⟨

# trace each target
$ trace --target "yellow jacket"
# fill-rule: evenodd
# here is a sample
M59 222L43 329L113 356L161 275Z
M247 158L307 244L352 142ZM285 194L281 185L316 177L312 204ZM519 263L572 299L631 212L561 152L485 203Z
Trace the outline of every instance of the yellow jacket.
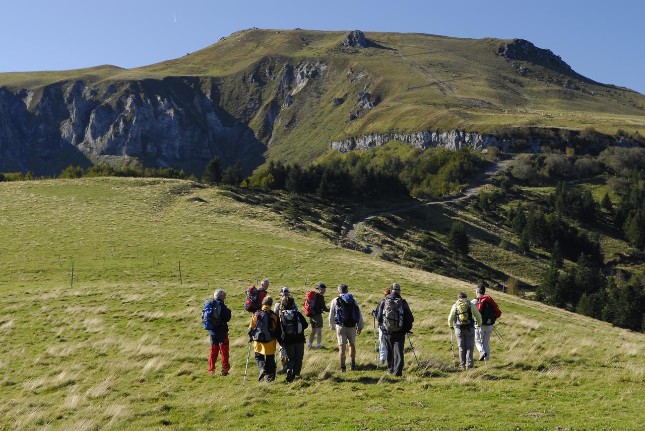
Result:
M264 304L262 306L262 309L264 311L271 311L273 313L273 310L271 309L271 306ZM249 324L248 327L250 329L252 329L255 327L255 319L257 318L257 315L253 313L253 317L251 318L251 323ZM278 326L278 316L277 315L273 313L273 328L272 328L274 331L277 328ZM275 340L268 342L266 343L262 343L259 341L253 342L253 351L256 353L259 353L260 354L275 354L275 345L277 342Z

⟩

_Written problem_
Could you copy out every line of the entries above word for word, leaving out the pictures?

_Exercise result_
# trace each target
$ trace --target "yellow jacket"
# fill-rule: evenodd
# here is a sample
M59 222L43 329L113 356L161 275Z
M247 158L307 244L352 142ZM285 194L281 185L316 177L312 204ZM519 263L572 299L631 212L561 152L485 203Z
Trace the outline of every instance of the yellow jacket.
Result:
M264 304L262 306L262 309L264 311L271 311L273 313L273 310L271 309L271 306ZM249 324L248 327L250 329L252 329L255 327L255 319L257 318L257 315L253 313L253 317L251 318L251 323ZM278 326L278 316L277 315L273 313L273 328L272 328L274 331L277 328ZM275 340L268 342L266 343L262 343L259 341L253 342L253 351L256 353L259 353L260 354L275 354L275 345L277 342Z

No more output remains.